## Working data
start
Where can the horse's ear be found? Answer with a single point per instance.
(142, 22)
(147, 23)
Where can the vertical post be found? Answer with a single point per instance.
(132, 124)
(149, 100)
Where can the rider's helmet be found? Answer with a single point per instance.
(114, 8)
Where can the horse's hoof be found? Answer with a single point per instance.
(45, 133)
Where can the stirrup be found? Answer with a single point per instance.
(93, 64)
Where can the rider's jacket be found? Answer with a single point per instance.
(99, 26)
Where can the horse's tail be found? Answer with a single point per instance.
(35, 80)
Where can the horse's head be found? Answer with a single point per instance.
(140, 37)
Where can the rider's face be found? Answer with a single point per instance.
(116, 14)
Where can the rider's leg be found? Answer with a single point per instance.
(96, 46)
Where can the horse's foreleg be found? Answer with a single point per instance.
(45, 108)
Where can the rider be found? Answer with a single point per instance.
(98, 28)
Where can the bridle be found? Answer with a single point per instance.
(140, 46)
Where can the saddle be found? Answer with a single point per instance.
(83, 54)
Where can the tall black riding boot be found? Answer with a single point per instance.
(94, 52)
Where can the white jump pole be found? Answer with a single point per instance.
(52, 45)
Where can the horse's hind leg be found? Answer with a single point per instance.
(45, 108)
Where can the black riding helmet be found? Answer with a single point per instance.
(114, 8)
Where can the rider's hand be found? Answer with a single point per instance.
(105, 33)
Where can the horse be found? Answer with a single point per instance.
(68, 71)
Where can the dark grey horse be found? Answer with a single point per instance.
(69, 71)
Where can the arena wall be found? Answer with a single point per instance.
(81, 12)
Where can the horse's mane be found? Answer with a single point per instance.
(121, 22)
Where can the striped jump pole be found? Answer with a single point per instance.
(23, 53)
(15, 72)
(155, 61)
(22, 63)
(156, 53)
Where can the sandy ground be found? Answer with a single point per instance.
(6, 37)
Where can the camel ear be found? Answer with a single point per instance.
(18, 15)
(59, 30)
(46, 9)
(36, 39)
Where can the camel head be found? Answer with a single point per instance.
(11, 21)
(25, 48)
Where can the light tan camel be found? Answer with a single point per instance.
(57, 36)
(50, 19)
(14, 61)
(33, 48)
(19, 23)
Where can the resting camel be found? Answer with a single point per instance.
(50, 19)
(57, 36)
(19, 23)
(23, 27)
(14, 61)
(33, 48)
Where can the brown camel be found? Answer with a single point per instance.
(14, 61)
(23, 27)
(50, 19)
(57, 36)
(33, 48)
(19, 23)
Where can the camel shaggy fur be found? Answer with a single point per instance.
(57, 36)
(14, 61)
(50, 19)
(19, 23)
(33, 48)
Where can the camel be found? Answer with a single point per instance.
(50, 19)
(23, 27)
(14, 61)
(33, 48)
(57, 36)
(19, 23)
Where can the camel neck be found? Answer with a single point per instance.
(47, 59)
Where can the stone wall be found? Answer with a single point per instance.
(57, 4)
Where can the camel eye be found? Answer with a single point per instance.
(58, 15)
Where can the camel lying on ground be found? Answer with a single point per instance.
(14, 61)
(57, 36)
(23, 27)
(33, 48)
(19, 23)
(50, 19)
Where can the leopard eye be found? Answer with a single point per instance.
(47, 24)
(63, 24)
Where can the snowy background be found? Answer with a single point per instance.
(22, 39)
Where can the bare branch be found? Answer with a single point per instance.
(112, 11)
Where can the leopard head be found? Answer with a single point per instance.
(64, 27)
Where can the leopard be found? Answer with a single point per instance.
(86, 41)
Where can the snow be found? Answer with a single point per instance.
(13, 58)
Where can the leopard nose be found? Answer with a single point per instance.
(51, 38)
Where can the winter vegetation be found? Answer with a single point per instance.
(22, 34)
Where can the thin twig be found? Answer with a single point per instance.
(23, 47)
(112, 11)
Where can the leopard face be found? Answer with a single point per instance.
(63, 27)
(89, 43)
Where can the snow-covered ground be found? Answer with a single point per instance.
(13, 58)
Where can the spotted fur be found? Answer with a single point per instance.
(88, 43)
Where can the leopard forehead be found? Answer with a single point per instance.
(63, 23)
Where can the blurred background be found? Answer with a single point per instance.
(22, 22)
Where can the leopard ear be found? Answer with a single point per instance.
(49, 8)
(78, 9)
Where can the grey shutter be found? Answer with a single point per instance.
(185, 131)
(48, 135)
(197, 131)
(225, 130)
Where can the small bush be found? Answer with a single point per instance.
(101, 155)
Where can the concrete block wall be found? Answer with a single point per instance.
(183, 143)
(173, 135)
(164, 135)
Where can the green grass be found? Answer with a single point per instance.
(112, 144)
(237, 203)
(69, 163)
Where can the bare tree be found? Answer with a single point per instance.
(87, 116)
end
## Task to carry out
Reproduce every one of the records above, line for line, with no changes.

## Solution below
Where can the horse's ear be found? Answer with a single point per instance.
(142, 22)
(147, 23)
Where can the vertical post be found? Answer with a single point per instance.
(132, 124)
(149, 100)
Where can the rider's helmet be found? Answer with a single point per instance.
(114, 8)
Where can the horse's hoof be found? Answer with a single point per instance.
(45, 133)
Where can the stirrup be found? Answer with a single point per instance.
(93, 64)
Where can the rider's jacket be found? Answer with a single point per instance.
(99, 26)
Where can the horse's tail be found? Answer with a single point per instance.
(35, 80)
Where can the horse's head be found? Answer with a single point per instance.
(140, 37)
Where can the rider's face be found? Answer with a single point per instance.
(116, 14)
Where can the rider's leg be found? Answer with a single point per instance.
(96, 46)
Where can the horse's foreleg be found? Answer with a single point per instance.
(45, 108)
Where can the rider be found? Answer with a single point per instance.
(98, 28)
Where can the bridle be found? Answer with a single point per instance.
(140, 46)
Where can the saddle be found? Answer with a single point per instance.
(83, 54)
Where can the tall black riding boot be found? Answer with a single point per instance.
(94, 52)
Where can the white jump pole be found? Answer with a single point per instance.
(52, 45)
Where can the horse's hind leg be found? Answer with a single point per instance.
(45, 108)
Where can the black riding helmet be found? Answer with a single point per instance.
(114, 8)
Where can the rider's hand be found? Answer with a single point per instance.
(105, 33)
Where can the horse be found? Answer with a single point per instance.
(68, 71)
Where can the dark grey horse be found? Answer with a single point per instance.
(69, 71)
Where can the arena wall be found? Answer with a single point per instance.
(81, 12)
Where can the horse's mane be found? Answer with a single point per instance.
(121, 22)
Where can the striped jump pole be found? Answer with a single point per instance.
(23, 53)
(15, 72)
(155, 61)
(22, 63)
(156, 53)
Where can the sandy ground be found? Answer with a single point per instance.
(6, 37)
Where can the camel ear be found? Answer with a single point per instance.
(18, 15)
(59, 30)
(46, 9)
(36, 39)
Where can the camel head be found? Answer with a single point per instance.
(11, 21)
(25, 48)
Where can the light tan camel be found? Answer with a single point per instance.
(57, 36)
(50, 19)
(14, 61)
(33, 48)
(19, 23)
Where can the resting camel be found? Answer with a single point per instance.
(50, 19)
(57, 36)
(19, 23)
(23, 27)
(14, 61)
(33, 48)
Where can the brown camel be found? Answer with a single point per instance.
(14, 61)
(23, 27)
(50, 19)
(57, 36)
(33, 48)
(19, 23)
Where can the camel shaggy fur be found? Answer with a single point per instance.
(57, 36)
(14, 61)
(50, 19)
(19, 23)
(33, 48)
Where can the camel be found? Answer with a single point per instance.
(50, 19)
(23, 27)
(14, 61)
(33, 48)
(57, 36)
(19, 23)
Where can the camel neck be found? Answer with a single point per instance.
(47, 59)
Where can the stone wall be found? Answer with a single point per instance.
(57, 4)
Where can the camel eye be found? Answer with a single point per instance.
(58, 15)
Where can the camel lying on ground be found? Answer with a single point per instance.
(14, 61)
(57, 36)
(23, 27)
(33, 48)
(19, 23)
(50, 19)
Where can the leopard eye be found? Answer with a single point per instance.
(47, 24)
(63, 24)
Where can the snowy background be found? Answer with a single point per instance.
(22, 39)
Where can the bare branch be found? Answer with a single point per instance.
(112, 11)
Where can the leopard head be found? Answer with a single point per instance.
(64, 27)
Where can the leopard be found? Answer with a single point per instance.
(86, 41)
Where can the snow be found? Answer with a single point per instance.
(13, 58)
Where can the leopard nose be found? Answer with a single point per instance.
(51, 38)
Where can the winter vegetation be found? Answer with a single point per instance.
(22, 34)
Where can the thin twig be found? Answer with a single point per instance.
(23, 47)
(112, 11)
Where can the leopard face be found? Answer with a single point per instance.
(63, 27)
(89, 43)
Where can the snow-covered ground be found? Answer with a single point per instance.
(13, 58)
Where can the spotted fur be found? Answer with a single point per instance.
(88, 43)
Where can the leopard forehead be found? Answer with a single point per instance.
(63, 23)
Where can the blurred background be found? Answer with a single point per instance.
(22, 22)
Where can the leopard ear be found? Answer with a single point per instance.
(49, 8)
(78, 9)
Where can the grey shutter be found? Answer with a single point per instance.
(185, 131)
(48, 135)
(197, 131)
(225, 130)
Where can the small bush be found? Answer with a single point per instance.
(101, 155)
Where can the concrete block wall be found? Answer with a single point per instance.
(183, 143)
(173, 135)
(164, 135)
Where can the green grass be found? Answer with a single point per instance.
(112, 144)
(237, 203)
(69, 163)
Where can the bare tree be found? Answer with a single point per instance.
(87, 116)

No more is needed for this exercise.